_Page excerpt_

::::::::::

New Delhi/Indore: Satya Narayanan R. never sits still. In a meeting, he takes notes, pen running furiously across the page, head nodding vigorously in agreement. If there’s no pen at hand, his fingers are running through his thick, black, wavy hair, or tapping the sides of his knees as a makeshift tabla. Occasionally, he tips his chair back far enough that it looks like he’s about the fall.
Nervous energy has fuelled a way of life for Narayanan, chairman of test-preparatory empire Career Launcher India Ltd. After starting a company that counselled business school applicants more than a decade ago and building it up to a Rs70 crore business, he’s on a new mission.

Seeking ideas: When Career Launcher’s Satya Narayanan wanted to take the company into the mainline education space, he brought in a consultant and polled his staff for their suggestions.(Photo: Harikrishna Katragadda/Mint)
“We have 40,000 schools in India with no children that come to school,” says Narayanan, whose workplace wardrobe includes sea green kurtas and chappals, striped yellow polo shirts with running sneakers. “Parents have chosen to take them out. Can you imagine what is happening?”
For Narayanan, who loves all things to do with education, training and leadership, the solution is simple: just give him the schools.
Career Launcher started moving into so-called mainline education—preschools, grade schools and business schools—a year ago. Now it hopes to turn its five schools into 250 over the next few years, and rewrite the education playbook along the way.
A big piece of that plan is to build on the national curriculum framework published by the government in 2005, which shifted the focus of Indian education from memorizing content to understanding it. Career Launcher’s schools, too, focus on social skills as much as academics, particularly at the junior grades.
At the company’s Indus World School in Indore, for example, which goes up to class VI, everyone pitches in to help one of their classmates. Vedehi, a lower kindergarten student, wasn’t feeling well. Her eyes and her stomach hurt, and she thought she had a fever. “My ma and papa didn’t give me medicine,” she says as she clutches her feet with her hands and squeezes her eyebrows together. “That’s why I’m sad,” she tells her classmates. What should she do?
“Drink water, you can share mine,” one offers.
“What about Pepsi?” another asks.
“Don’t go out in the sun,” a third proposes.
It was a “quality circle time” (QCT) session, a tactic repeated in classrooms throughout the school on a daily basis. The idea is to build communication skills and empathy, and teach the students how to solve problems together and then, eventually, themselves.

::::::::::

Stored data entries:

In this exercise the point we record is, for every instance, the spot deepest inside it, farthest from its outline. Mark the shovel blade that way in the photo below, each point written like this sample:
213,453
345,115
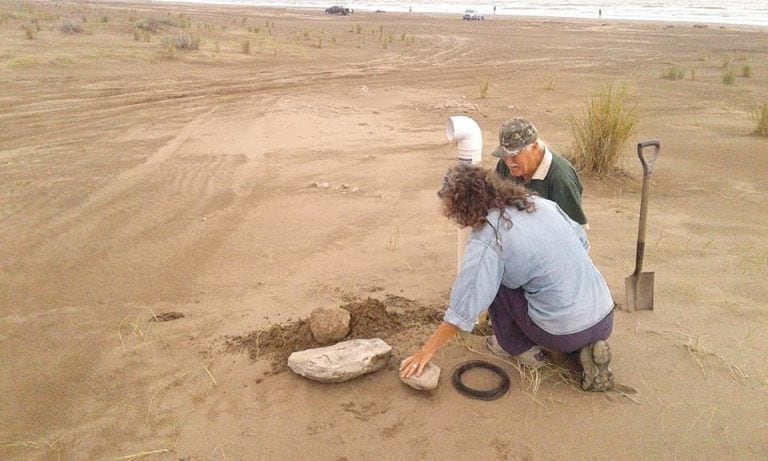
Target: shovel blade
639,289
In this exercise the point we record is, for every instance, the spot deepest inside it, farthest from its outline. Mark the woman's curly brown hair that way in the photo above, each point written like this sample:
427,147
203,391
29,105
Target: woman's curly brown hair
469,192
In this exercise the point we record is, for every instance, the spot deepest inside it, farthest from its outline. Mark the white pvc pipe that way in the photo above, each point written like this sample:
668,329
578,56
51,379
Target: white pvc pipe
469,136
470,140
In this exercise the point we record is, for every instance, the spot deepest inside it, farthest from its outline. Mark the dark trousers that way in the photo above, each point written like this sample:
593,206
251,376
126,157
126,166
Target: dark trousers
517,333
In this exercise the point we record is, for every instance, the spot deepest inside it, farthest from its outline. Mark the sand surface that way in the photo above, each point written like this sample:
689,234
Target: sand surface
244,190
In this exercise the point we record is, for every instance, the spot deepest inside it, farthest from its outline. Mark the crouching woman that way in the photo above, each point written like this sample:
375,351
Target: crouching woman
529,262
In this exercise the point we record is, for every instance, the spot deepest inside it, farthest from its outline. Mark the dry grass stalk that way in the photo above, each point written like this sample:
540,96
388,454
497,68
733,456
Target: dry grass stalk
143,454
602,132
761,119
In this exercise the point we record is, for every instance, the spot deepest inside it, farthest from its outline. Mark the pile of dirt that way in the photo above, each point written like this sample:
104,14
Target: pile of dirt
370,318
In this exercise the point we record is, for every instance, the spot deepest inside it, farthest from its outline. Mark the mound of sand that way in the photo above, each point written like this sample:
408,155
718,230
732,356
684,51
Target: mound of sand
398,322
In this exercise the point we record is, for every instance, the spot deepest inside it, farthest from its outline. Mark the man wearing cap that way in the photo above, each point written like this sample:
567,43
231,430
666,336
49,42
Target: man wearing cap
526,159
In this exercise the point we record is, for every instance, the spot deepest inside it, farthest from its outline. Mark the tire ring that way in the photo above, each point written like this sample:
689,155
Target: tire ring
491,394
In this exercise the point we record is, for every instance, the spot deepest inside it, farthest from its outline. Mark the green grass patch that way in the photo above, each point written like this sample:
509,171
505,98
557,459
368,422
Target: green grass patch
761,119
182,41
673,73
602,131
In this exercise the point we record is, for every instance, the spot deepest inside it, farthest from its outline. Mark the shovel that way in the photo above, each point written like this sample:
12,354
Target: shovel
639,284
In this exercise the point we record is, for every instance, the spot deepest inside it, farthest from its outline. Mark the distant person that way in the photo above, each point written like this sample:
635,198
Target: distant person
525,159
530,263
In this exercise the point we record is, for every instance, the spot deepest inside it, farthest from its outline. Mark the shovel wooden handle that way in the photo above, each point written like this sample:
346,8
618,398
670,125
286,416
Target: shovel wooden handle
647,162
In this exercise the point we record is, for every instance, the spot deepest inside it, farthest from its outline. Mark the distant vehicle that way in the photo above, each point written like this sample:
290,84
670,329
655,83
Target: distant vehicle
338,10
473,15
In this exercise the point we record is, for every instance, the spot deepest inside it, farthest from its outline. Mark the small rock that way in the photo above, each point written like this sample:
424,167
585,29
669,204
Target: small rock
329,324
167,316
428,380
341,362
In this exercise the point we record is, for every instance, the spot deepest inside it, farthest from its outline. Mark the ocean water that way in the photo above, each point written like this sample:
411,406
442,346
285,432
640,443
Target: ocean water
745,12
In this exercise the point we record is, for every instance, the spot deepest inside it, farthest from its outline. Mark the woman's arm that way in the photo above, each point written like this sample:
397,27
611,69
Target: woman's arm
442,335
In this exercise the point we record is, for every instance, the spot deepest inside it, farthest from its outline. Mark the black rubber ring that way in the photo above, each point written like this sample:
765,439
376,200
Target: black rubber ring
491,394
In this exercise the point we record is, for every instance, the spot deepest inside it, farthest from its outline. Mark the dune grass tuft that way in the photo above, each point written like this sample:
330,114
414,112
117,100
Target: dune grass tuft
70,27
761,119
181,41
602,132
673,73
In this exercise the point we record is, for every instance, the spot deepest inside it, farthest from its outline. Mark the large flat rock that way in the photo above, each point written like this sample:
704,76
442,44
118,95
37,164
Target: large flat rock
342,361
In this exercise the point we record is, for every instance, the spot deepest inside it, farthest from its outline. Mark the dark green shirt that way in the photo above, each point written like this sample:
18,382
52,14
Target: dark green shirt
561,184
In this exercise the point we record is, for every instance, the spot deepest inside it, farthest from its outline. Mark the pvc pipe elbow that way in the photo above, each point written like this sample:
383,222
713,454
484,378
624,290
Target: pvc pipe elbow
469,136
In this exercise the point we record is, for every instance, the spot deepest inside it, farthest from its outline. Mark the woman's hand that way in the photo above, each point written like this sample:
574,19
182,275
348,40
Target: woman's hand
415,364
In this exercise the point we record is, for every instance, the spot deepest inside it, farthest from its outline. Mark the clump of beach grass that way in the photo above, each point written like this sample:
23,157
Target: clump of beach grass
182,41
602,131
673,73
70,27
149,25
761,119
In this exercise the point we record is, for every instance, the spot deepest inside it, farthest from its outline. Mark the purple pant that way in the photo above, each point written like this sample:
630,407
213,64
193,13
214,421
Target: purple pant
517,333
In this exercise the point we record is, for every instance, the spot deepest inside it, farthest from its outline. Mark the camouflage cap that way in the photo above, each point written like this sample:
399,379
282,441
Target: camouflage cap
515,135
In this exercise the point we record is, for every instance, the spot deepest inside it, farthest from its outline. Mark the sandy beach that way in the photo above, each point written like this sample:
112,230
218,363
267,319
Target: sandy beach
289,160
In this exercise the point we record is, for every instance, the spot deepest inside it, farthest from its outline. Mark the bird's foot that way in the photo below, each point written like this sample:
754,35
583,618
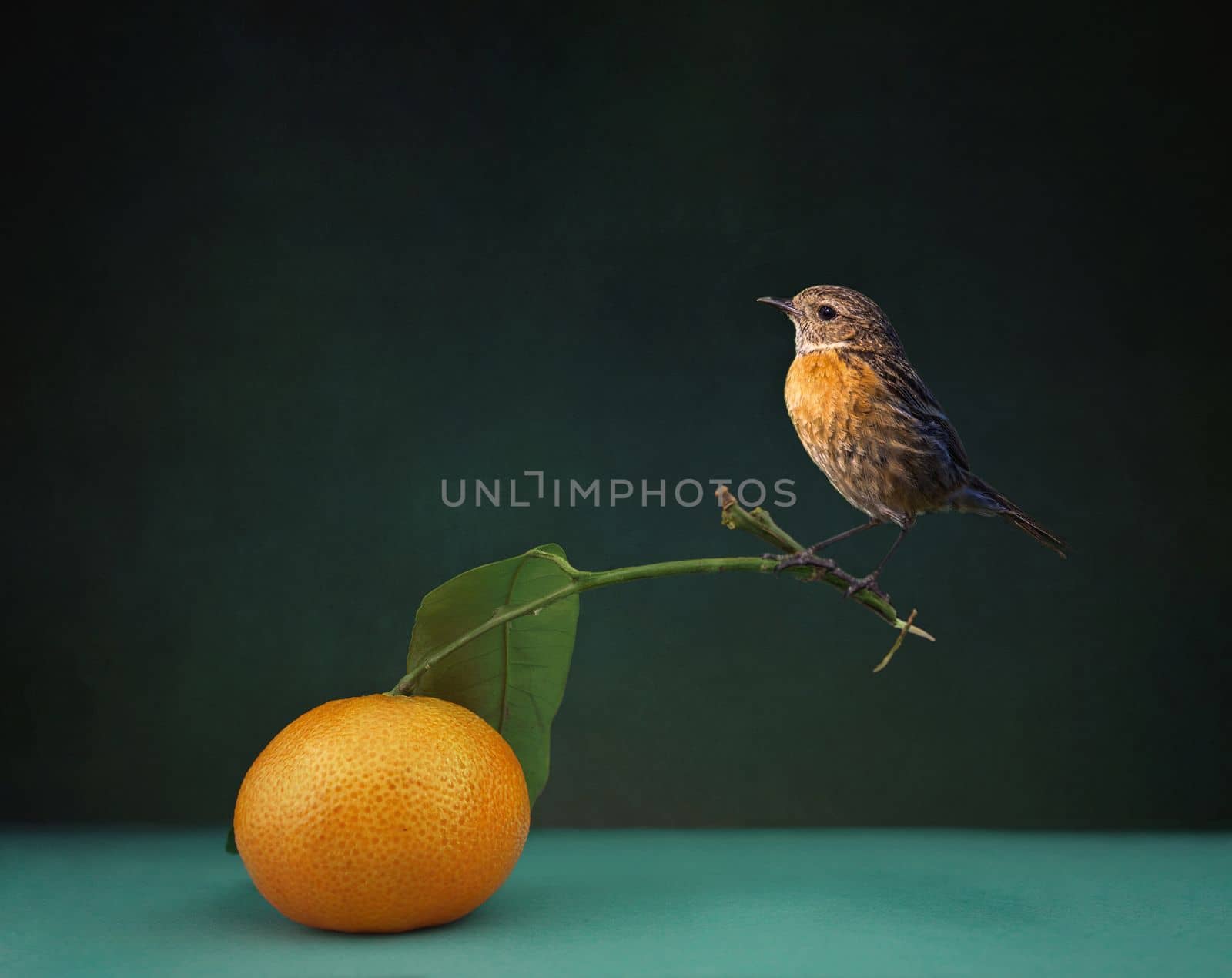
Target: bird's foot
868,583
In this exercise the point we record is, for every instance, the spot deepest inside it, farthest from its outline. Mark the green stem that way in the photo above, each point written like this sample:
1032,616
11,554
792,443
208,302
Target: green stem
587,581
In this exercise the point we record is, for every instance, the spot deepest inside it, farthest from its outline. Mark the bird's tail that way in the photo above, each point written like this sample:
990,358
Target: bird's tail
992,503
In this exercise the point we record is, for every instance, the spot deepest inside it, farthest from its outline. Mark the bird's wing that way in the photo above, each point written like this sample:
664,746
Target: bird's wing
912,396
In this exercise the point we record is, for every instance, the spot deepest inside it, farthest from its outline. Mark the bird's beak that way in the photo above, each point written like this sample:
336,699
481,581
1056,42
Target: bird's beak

::::::::::

_Work order_
According to the article on Career Launcher, how many schools does the company hope its five schools will become over the next few years? These entries have no connection to the article on Career Launcher.

_Answer box_
250 schools.